──────── SOURCE EXTRACT ────────

Adam Hayes
Given til Sundown
September 13 - October 28, 2023
“If much in the world were mystery the limits of that world were not, for it was without measure or bound and there were contained within it creatures more horrible yet and men of other colors and beings which no man has looked upon and yet not alien none of it more than were their own hearts alien in them, whatever wilderness contained there and whatever beasts.”
Men without a country. Men in search of themselves. Contemporary ideas about masculinity are often reliant on ideas about femininity, which means that it is constantly being challenged, redefined, or maligned. In Adam Hayes’s latest body of work, he layers images of early photography from the Old West with forms of professional wrestlers in struggle. Spaghetti western absurdist tropes highlighting toxic masculinity as the apex of manhood alongside a show of brute strength. But Hayes is not presenting these images as a critic but rather an examination of the guttural response, the fight, and the animal in man.
His visual cues draw from painters Agnes Pelton, Odilon Redon, and Jules de Balincourt and his titles are taken from quotes by Western folk heroes Wild Bill Hikock, Cormac McCarthy, and Billy the Kid. Hayes’s ethereal compositions dissect mythological iconographies, romanticizing the black and white idea of male and female while at the same time toppling symbols of white male power and selling the dissected parts for scrap.
Floating through each work are washes of yellow, blue, green, pink, and red, hints of the poetic celebrations of nature that explore the vital forces animating the physical world. The eyes that he incorporates into every work on paper gives an unforgiving stare, a nod to the necessity in early photographic portraiture to keep your eyes open for the long exposure times. Hayes’s abstract narratives are created by layering iconic imagery to create juxtapositions that invite his viewer into his exploration of “the time when light is too poor to tell a dog from a wolf,” or Inter Canem et Lupum, or the blurred line between the tame and the feral.

──────── DATA FOR REVIEW ────────

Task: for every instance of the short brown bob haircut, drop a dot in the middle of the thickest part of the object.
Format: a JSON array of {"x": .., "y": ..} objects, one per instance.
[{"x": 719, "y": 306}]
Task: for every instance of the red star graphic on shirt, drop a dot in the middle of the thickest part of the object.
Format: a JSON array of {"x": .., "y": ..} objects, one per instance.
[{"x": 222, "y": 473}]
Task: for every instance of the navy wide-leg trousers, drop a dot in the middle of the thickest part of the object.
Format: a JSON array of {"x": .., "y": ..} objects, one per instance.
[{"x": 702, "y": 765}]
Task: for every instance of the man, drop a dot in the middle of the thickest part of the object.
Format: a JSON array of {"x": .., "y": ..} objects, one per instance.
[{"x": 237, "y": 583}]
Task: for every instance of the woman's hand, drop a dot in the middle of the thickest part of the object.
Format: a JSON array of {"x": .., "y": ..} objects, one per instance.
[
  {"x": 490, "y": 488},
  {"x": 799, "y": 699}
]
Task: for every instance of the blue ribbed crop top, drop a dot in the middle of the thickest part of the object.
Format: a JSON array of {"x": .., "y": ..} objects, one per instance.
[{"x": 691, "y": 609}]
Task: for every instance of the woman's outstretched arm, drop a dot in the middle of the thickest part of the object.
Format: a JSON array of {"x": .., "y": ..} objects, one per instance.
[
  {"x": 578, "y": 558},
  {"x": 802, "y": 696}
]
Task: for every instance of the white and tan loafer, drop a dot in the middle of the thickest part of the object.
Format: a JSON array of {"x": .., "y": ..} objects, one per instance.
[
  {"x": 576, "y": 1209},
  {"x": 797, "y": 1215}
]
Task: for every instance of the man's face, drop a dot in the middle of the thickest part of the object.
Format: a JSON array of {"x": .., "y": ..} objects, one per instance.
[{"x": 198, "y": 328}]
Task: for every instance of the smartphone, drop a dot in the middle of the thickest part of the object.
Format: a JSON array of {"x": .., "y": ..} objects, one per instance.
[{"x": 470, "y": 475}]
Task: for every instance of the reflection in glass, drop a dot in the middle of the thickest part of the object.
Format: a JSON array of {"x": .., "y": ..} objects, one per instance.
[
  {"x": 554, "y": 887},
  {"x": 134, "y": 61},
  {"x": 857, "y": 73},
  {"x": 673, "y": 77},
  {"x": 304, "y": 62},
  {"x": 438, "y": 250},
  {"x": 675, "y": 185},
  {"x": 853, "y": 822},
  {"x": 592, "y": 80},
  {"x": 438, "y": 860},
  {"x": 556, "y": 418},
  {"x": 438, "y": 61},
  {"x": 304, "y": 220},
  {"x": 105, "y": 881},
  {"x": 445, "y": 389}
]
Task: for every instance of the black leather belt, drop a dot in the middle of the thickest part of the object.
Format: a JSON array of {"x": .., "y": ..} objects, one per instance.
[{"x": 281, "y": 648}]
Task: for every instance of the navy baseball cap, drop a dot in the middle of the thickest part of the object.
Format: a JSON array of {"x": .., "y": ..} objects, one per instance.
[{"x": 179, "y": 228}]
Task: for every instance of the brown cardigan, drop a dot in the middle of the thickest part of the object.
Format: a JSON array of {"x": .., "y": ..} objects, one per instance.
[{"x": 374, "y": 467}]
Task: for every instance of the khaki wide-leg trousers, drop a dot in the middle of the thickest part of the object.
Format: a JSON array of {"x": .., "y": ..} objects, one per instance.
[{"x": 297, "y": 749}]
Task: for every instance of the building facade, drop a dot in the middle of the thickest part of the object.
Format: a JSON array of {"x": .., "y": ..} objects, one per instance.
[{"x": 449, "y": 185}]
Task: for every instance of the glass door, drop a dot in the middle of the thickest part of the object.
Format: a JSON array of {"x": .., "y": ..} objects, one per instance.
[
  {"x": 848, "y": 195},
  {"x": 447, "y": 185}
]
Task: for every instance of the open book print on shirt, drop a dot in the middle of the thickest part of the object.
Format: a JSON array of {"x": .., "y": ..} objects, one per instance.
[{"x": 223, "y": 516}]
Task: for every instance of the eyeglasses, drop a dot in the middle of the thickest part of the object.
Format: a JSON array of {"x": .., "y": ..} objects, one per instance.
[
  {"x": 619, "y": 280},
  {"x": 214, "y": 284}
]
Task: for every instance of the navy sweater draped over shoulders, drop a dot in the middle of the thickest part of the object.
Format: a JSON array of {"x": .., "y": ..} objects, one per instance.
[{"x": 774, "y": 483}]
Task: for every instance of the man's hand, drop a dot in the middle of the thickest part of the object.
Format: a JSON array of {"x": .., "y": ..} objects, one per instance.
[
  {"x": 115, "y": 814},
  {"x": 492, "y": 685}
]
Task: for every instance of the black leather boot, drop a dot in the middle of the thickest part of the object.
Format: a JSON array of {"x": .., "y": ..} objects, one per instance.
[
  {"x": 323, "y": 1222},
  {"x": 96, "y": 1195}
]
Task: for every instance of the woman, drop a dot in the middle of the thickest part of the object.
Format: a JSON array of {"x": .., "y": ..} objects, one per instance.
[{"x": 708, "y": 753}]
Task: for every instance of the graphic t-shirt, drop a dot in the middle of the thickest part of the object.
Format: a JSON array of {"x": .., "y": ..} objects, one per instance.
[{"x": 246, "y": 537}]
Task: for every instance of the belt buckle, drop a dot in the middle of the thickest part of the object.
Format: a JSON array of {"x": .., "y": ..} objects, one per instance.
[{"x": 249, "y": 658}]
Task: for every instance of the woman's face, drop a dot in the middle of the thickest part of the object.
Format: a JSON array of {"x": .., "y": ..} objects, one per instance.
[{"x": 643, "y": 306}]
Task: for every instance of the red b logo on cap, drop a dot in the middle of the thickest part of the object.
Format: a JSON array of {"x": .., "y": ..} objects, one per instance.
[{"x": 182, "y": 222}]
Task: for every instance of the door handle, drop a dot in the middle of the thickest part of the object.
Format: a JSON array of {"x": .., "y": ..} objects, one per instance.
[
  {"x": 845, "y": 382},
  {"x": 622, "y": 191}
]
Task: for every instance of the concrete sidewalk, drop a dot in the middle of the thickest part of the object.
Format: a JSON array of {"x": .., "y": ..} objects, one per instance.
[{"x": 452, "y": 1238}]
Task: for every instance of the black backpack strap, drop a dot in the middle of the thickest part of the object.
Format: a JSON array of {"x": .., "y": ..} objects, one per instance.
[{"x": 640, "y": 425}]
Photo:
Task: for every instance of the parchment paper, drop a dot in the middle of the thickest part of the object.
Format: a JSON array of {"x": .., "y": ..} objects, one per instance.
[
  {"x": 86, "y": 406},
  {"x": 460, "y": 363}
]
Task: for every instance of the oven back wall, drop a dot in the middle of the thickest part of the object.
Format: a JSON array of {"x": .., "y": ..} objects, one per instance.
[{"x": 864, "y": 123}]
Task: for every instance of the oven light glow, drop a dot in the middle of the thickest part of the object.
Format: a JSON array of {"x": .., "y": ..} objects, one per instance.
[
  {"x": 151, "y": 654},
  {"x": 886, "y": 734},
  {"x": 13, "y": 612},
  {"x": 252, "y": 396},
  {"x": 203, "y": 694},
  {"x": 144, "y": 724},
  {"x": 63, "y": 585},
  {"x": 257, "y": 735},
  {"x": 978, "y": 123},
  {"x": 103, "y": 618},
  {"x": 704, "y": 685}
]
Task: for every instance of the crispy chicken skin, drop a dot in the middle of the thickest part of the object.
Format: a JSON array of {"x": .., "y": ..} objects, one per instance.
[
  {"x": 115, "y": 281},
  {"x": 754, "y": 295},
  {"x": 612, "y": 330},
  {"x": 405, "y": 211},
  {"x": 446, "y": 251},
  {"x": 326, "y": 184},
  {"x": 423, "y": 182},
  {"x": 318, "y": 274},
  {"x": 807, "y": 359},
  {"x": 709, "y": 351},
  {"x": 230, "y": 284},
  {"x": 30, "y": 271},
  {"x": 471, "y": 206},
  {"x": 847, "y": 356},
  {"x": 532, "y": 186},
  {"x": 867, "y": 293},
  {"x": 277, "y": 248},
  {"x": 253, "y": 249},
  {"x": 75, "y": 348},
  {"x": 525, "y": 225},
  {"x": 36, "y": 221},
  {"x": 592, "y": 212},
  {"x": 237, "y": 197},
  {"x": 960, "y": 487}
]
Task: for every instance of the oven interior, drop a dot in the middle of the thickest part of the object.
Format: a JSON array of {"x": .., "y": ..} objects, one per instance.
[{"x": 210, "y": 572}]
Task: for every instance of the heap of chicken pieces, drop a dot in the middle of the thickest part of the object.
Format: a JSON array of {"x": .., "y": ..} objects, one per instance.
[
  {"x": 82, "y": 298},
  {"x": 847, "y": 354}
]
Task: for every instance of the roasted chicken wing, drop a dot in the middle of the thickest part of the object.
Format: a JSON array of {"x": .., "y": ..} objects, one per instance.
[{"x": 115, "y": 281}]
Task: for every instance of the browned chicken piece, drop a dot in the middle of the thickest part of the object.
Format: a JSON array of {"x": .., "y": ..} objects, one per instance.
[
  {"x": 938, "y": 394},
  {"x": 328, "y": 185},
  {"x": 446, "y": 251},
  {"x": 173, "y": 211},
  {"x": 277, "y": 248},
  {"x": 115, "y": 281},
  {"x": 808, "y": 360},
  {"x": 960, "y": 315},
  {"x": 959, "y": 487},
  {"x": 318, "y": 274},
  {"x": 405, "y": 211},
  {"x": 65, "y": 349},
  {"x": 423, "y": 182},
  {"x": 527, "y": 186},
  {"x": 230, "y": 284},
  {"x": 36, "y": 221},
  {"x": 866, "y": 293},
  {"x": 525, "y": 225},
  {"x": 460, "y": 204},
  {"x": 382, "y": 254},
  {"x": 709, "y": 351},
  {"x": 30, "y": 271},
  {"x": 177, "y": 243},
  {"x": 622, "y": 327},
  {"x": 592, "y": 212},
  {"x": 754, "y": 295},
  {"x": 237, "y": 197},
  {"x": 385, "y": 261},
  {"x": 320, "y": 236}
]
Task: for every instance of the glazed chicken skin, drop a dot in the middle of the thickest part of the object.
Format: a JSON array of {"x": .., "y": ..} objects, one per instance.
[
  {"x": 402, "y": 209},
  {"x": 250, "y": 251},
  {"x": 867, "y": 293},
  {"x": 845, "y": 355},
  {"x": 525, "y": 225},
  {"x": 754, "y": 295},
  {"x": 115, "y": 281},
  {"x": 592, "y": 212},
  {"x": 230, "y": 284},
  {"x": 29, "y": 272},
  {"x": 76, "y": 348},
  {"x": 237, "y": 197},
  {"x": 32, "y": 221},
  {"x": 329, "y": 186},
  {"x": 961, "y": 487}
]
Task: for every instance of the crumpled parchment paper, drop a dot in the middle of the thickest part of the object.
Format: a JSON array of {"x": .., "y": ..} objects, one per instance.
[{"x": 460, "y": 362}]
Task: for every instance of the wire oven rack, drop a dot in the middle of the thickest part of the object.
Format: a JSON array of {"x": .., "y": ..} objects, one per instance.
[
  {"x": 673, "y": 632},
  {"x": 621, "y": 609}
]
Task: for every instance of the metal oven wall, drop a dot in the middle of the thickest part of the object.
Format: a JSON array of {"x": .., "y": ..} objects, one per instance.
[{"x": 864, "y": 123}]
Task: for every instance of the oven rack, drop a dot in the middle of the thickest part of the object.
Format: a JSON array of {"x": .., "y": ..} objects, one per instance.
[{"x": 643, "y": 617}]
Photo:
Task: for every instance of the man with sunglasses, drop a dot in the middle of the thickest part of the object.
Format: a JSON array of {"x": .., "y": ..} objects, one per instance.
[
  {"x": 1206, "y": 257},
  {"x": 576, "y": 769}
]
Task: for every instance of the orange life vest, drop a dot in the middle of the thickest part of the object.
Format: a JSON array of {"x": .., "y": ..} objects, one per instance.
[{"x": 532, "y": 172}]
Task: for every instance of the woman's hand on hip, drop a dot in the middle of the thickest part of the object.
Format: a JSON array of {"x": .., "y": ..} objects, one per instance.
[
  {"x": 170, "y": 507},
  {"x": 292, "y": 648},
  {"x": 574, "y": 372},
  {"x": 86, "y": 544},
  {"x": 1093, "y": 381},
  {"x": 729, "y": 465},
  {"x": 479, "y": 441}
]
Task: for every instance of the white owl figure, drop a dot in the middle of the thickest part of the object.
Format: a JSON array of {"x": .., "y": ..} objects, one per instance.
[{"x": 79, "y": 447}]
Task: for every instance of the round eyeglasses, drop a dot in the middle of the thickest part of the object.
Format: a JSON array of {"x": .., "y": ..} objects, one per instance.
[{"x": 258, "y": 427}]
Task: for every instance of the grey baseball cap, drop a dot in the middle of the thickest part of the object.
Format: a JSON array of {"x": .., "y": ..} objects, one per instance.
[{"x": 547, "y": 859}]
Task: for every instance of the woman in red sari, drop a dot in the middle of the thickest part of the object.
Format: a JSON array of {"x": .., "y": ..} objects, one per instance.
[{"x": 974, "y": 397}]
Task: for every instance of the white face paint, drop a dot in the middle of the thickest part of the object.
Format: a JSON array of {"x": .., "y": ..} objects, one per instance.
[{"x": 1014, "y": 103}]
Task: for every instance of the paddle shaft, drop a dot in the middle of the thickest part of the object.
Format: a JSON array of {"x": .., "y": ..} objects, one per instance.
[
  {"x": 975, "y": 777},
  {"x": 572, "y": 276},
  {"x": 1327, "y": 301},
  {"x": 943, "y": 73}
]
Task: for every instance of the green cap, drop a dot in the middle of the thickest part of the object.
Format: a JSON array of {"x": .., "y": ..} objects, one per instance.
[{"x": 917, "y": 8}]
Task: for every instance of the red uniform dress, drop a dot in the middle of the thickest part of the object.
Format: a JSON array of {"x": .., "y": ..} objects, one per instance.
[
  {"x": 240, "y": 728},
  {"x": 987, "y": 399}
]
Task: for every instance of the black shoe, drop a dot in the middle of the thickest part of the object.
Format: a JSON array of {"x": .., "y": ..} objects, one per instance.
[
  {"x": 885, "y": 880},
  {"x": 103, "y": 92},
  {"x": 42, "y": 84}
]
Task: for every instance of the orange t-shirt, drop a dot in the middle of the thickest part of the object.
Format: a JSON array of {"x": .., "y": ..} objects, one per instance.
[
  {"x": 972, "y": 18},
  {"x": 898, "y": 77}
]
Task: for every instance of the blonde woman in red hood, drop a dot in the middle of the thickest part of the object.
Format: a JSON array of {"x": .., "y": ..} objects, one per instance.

────────

QUESTIONS TO ANSWER =>
[1] List every color that the Adam Hayes exhibition text says floats through each work.
[2] Using the Adam Hayes exhibition text, answer these:
(a) What are the dates of the exhibition?
(b) What does Hayes layer with images of early photography from the Old West?
(c) What Latin phrase does the text give for "the time when light is too poor to tell a dog from a wolf"?
[3] Reproduce the passage of the Adam Hayes exhibition text from "Floating through each" up to and including "and the feral.".

RESULTS OF THE EXERCISE =>
[1] Yellow, blue, green, pink, red

[2]
(a) September 13 - October 28, 2023
(b) Forms of professional wrestlers in struggle
(c) Inter Canem et Lupum

[3]
Floating through each work are washes of yellow, blue, green, pink, and red, hints of the poetic celebrations of nature that explore the vital forces animating the physical world. The eyes that he incorporates into every work on paper gives an unforgiving stare, a nod to the necessity in early photographic portraiture to keep your eyes open for the long exposure times. Hayes’s abstract narratives are created by layering iconic imagery to create juxtapositions that invite his viewer into his exploration of “the time when light is too poor to tell a dog from a wolf,” or Inter Canem et Lupum, or the blurred line between the tame and the feral.